━━━ TEXT SECTION ━━━
I think that should enlighten you on how much credit should be given to the obstacles placed in the way of the right of association.[319]

[p249] Besides these restrictions which apply in a general way to industrial and commercial enterprises, there are others which apply particularly to those which devote themselves to commercial banking.

Our public banks are still subject to the regime of privilege.

[p250]

THE CONSERVATIVE.

I must warn you that on this score I will wage all out war on you. I am not a supporter of free banking[320] and I never will be. I cannot understand how the government can allow anyone who wishes, to print paper money or to issue assignats,[321] and toss them freely into circulation. Moreover, [p251] what this marvelous utopia leads to has already been shown.

THE ECONOMIST.

Where?

THE CONSERVATIVE.

In the United States and you know what it led to there.[322] A general bankruptcy. God preserve us from a [p252] like calamity. I would rather have a bit less freedom and a bit more security.

THE ECONOMIST.

The only trouble is that your information is quite false. The banks are free in the [p253] United States, only in the case of six individual States: Rhode Island, Massachusetts, Connecticut, New Hampshire, Maine and Vermont. And it is precisely these six states and only they which stayed clear of the general bankruptcy.

If you are skeptical I would beg you to read the remarkable works of MM. Carey[323] and Coquelin on the banks.[324] [325] In them you will learn that the free banks of America caused fewer disasters than the protected banks of Europe.

THE CONSERVATIVE.

And yet I have often heard the complete opposite asserted.

THE ECONOMIST.
━━━
TASK STATEMENT - Summarize the dialogue on free banking in two sentences. The entries come from a separate source.
━━━ SUPPLIED INFORMATION ━━━
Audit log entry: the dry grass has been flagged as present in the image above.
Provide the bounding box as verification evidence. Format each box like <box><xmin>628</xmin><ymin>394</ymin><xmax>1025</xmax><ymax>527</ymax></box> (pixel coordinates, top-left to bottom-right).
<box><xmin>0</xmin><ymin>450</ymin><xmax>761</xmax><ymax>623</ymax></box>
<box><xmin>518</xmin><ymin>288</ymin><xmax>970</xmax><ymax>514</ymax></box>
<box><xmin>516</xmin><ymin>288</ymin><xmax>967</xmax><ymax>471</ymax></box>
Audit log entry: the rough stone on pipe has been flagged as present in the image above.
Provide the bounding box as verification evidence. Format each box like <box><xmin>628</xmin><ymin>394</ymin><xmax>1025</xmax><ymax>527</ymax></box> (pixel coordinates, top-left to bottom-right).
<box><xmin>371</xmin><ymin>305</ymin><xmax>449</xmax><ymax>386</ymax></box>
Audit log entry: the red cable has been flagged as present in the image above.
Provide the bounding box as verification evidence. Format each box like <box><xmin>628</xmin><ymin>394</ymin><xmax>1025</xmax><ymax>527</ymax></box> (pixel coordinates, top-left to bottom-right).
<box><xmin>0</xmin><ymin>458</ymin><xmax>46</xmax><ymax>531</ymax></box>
━━━
COMPLETE ANSWER - The Conservative declares that he opposes free banking and cannot understand allowing anyone to print paper money, claiming it led to a general bankruptcy in the United States. The Economist answers that banks are free in only six states there (Rhode Island, Massachusetts, Connecticut, New Hampshire, Maine and Vermont), that precisely these states stayed clear of the general bankruptcy, and that the works of Carey and Coquelin show America's free banks caused fewer disasters than Europe's protected banks.